**Task brief:**
Retype word for word the part of the passage about sharing the Bible's story with a neighbor that lies between "In telling my" and "(Micah 6:8, NRSV).", inclusive.

**Extract provided:**
-=-=-=-=-
In telling my neighbor the story of the Bible, I might outline for them the story of God's chosen people Israel. They are to be a light to the nations. God desires that they be a righteous people known for good works. "He has told you . . . what is good; and what does the Lord require of you but to do justice, to love kindness, and to walk humbly with your God?" (Micah 6:8, NRSV).
I might introduce my neighbor to the Bible by telling the story of Jesus, who did not carry a little booklet to illustrate the Four Spiritual Laws (one that I as a college student used many times while accosting strangers sunning in the sand at New York State's popular vacation spot in Lake George), but who lived the gospel by his example. Jesus simply said, "Come, follow me."
-=-=-=-=-
**Material provided:**
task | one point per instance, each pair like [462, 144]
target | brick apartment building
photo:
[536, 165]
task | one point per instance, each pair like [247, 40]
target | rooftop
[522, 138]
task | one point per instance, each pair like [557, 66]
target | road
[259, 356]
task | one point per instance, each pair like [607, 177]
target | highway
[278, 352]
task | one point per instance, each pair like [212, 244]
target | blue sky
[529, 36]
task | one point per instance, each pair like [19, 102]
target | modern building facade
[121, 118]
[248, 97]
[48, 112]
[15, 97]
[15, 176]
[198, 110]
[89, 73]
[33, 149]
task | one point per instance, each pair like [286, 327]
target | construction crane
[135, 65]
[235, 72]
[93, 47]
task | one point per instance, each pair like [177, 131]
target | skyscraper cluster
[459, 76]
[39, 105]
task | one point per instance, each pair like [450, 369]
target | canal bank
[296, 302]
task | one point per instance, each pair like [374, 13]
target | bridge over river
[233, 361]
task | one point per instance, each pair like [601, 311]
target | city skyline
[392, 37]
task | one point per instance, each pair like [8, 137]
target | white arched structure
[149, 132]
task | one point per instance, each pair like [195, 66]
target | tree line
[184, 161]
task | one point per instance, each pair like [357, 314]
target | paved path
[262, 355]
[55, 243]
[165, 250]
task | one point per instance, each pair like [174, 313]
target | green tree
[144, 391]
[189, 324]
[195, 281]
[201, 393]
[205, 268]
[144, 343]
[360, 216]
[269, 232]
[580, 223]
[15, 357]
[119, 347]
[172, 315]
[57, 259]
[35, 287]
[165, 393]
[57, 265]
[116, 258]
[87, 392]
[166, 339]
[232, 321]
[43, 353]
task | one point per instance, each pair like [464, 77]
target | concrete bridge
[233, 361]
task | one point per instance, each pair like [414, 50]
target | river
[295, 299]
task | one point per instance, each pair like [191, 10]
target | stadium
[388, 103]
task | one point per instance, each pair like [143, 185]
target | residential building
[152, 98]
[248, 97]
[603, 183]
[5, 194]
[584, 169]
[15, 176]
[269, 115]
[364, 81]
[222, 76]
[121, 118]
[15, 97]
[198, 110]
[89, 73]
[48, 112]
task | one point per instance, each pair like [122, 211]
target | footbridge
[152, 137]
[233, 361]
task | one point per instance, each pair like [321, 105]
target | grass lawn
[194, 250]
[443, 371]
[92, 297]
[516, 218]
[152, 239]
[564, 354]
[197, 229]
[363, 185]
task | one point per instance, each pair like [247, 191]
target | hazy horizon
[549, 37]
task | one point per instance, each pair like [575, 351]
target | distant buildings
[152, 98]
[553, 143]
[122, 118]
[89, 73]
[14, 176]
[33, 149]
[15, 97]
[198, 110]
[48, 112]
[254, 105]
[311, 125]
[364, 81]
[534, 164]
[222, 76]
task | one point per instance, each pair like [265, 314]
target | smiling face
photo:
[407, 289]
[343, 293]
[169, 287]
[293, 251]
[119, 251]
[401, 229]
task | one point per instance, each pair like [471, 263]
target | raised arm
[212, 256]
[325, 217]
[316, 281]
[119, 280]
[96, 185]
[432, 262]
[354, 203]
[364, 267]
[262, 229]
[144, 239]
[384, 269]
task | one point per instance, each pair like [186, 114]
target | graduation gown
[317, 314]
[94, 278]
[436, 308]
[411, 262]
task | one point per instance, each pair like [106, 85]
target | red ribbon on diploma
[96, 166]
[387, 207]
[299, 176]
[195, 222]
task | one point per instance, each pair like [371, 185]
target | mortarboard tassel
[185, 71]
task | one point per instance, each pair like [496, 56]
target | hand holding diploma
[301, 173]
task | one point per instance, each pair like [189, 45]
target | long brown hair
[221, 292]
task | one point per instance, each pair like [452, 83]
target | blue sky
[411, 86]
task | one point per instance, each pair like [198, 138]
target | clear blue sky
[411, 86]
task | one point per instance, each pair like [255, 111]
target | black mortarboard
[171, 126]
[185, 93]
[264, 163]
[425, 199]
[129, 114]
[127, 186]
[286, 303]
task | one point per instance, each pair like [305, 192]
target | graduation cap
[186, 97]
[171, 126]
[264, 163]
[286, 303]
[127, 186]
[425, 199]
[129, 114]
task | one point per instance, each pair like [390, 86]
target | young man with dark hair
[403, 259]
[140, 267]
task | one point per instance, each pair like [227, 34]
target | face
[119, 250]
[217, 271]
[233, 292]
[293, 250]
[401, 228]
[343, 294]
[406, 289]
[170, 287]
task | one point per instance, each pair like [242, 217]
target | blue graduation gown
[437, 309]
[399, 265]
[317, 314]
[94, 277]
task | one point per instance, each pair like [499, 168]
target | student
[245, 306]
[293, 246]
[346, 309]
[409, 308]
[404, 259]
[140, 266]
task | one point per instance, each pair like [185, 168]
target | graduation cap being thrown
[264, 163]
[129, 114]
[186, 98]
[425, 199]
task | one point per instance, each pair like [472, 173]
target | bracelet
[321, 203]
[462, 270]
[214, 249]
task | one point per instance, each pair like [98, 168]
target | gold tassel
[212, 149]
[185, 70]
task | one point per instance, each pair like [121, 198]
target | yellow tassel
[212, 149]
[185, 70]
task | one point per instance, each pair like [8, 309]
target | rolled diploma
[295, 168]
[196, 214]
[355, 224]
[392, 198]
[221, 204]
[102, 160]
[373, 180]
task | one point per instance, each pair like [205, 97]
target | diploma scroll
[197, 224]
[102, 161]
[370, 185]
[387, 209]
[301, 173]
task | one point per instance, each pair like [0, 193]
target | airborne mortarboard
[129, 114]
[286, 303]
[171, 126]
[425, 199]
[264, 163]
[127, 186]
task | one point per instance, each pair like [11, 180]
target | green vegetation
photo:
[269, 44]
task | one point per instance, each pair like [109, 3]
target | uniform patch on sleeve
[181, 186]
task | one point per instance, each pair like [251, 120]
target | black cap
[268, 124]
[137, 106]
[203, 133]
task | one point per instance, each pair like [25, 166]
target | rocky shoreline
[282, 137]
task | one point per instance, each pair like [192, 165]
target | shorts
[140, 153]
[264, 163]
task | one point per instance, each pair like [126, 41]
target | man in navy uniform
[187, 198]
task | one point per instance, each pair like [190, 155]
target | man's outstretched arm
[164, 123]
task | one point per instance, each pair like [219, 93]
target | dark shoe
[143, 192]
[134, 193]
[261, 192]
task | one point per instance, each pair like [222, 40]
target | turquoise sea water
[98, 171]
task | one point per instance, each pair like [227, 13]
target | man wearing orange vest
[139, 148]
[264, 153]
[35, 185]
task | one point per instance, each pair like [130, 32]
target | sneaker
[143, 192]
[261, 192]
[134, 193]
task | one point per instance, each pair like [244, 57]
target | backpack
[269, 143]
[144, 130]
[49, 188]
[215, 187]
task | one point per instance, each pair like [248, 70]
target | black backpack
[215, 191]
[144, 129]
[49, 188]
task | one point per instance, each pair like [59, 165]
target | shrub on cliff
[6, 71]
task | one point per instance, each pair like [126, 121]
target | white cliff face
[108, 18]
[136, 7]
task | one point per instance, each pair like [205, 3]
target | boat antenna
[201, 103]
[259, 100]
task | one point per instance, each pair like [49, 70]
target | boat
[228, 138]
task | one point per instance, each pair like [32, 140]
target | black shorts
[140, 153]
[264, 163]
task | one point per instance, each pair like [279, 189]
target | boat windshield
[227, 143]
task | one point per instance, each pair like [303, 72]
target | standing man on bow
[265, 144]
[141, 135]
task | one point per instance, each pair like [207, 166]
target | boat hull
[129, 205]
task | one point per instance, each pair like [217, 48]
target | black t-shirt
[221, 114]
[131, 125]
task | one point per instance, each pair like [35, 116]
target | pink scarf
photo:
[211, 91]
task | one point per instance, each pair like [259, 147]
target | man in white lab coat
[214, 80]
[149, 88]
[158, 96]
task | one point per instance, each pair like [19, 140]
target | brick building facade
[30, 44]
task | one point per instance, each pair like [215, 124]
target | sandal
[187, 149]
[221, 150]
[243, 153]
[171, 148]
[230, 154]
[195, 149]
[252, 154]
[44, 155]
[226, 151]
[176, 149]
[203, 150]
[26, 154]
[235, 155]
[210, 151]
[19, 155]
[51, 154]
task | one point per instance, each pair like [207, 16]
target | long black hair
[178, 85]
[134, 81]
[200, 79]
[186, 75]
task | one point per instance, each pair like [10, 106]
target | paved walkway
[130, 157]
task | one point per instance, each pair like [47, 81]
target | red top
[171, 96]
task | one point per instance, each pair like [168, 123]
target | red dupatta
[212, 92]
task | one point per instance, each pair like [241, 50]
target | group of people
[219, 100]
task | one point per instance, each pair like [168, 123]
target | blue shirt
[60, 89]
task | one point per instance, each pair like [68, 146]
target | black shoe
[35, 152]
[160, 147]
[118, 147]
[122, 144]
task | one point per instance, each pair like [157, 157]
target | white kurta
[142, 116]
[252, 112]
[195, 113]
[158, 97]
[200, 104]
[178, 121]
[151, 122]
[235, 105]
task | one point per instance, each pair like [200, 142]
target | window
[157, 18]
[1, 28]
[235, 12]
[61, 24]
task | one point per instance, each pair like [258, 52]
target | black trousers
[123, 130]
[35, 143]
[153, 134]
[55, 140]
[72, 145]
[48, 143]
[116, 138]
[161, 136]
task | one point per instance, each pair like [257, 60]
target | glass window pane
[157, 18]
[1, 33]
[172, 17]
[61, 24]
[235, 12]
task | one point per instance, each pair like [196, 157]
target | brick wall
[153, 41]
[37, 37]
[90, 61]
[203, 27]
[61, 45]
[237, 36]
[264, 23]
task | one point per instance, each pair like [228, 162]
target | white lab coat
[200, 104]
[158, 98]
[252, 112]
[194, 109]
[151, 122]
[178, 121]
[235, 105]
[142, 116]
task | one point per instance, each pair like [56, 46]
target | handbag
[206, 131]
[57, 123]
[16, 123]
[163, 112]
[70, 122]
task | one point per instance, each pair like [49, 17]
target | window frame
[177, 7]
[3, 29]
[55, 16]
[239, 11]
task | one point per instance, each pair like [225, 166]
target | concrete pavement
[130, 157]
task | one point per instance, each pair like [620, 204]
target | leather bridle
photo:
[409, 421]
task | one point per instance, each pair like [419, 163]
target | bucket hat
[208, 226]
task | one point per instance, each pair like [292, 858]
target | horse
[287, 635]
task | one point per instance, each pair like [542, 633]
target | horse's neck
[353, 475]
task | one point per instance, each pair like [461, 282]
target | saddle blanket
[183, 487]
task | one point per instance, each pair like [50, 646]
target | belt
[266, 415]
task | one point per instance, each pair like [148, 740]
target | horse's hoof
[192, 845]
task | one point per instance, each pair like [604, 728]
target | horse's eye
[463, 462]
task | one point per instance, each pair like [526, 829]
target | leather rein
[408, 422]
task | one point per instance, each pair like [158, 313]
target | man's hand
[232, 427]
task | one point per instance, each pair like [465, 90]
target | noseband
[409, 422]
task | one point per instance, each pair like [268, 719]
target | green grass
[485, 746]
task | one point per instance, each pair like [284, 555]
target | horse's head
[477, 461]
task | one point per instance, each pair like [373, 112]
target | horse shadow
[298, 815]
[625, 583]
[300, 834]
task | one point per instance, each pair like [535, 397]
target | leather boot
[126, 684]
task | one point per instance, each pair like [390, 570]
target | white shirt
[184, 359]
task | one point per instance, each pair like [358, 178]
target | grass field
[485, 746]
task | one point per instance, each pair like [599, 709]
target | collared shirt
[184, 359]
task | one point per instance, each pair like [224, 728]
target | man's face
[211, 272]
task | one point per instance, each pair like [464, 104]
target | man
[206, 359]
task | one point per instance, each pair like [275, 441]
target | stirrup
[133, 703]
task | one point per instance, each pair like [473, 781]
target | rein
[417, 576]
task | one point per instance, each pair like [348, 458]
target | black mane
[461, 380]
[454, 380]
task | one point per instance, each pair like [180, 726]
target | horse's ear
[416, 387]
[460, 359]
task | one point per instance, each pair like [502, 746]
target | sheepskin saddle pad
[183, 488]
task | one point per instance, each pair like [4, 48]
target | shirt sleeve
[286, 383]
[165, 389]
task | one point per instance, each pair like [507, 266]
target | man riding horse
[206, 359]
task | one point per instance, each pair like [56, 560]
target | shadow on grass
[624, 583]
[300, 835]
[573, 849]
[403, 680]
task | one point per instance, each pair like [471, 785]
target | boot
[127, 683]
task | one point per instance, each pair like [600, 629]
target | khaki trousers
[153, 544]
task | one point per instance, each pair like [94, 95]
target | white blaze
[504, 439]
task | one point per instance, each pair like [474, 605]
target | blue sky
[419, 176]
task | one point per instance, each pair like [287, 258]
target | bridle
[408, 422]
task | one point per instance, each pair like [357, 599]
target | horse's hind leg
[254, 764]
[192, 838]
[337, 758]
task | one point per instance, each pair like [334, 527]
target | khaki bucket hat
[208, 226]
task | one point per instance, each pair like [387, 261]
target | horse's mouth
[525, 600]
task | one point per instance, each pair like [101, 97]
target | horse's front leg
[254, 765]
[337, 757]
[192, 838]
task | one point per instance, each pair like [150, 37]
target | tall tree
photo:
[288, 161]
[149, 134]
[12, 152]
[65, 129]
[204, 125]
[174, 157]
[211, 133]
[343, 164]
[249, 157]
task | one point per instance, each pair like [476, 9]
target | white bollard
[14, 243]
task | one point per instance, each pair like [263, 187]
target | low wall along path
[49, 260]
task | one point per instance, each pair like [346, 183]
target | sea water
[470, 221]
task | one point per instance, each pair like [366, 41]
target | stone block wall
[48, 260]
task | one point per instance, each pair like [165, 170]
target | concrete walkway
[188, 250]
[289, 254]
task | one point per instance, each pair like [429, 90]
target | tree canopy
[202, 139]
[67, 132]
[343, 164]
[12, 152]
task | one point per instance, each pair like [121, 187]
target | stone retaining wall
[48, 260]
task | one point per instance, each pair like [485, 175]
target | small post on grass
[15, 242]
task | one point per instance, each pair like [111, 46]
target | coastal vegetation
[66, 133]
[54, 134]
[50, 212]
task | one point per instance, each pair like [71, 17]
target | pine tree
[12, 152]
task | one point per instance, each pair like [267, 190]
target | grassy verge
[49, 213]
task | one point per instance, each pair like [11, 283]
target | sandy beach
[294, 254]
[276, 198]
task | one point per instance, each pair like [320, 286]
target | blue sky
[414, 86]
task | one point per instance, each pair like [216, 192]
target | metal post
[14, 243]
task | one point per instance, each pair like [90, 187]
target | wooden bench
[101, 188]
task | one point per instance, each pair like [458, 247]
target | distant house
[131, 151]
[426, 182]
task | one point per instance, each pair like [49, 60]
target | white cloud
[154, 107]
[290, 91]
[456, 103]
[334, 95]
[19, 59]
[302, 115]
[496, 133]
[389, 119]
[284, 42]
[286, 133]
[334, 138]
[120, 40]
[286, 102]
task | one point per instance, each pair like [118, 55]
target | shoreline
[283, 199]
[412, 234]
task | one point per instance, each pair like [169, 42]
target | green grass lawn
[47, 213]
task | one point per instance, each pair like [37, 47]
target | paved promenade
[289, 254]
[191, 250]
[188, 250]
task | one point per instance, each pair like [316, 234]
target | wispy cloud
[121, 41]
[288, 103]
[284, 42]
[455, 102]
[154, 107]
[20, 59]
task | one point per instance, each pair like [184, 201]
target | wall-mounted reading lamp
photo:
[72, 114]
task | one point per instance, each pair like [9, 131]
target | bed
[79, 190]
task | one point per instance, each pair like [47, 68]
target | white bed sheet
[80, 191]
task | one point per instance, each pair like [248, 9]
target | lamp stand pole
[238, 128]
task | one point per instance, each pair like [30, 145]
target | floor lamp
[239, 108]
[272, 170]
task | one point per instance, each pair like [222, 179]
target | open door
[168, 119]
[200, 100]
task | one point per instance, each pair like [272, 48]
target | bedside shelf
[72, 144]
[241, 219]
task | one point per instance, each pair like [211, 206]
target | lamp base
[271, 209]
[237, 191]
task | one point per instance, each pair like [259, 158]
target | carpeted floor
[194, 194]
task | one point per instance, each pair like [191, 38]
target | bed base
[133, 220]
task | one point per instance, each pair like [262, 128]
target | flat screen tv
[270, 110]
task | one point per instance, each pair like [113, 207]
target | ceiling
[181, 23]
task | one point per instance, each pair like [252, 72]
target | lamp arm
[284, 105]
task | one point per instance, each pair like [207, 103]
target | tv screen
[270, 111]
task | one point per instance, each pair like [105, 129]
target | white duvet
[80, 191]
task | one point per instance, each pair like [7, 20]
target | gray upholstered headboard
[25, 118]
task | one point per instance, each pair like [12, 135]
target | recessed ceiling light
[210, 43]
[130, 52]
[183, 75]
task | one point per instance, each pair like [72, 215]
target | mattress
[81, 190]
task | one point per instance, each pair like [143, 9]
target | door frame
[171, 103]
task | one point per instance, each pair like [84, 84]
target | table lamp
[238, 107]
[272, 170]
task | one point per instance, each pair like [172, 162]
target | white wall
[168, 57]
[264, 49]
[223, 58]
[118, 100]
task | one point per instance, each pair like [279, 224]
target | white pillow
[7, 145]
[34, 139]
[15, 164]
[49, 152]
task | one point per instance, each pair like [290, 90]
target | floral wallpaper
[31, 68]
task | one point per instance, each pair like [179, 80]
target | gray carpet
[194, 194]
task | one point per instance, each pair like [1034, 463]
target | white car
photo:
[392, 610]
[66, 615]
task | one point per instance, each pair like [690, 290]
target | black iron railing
-=-=-=-=-
**Task answer:**
In telling my neighbor the story of the Bible, I might outline for them the story of God's chosen people Israel. They are to be a light to the nations. God desires that they be a righteous people known for good works. "He has told you . . . what is good; and what does the Lord require of you but to do justice, to love kindness, and to walk humbly with your God?" (Micah 6:8, NRSV).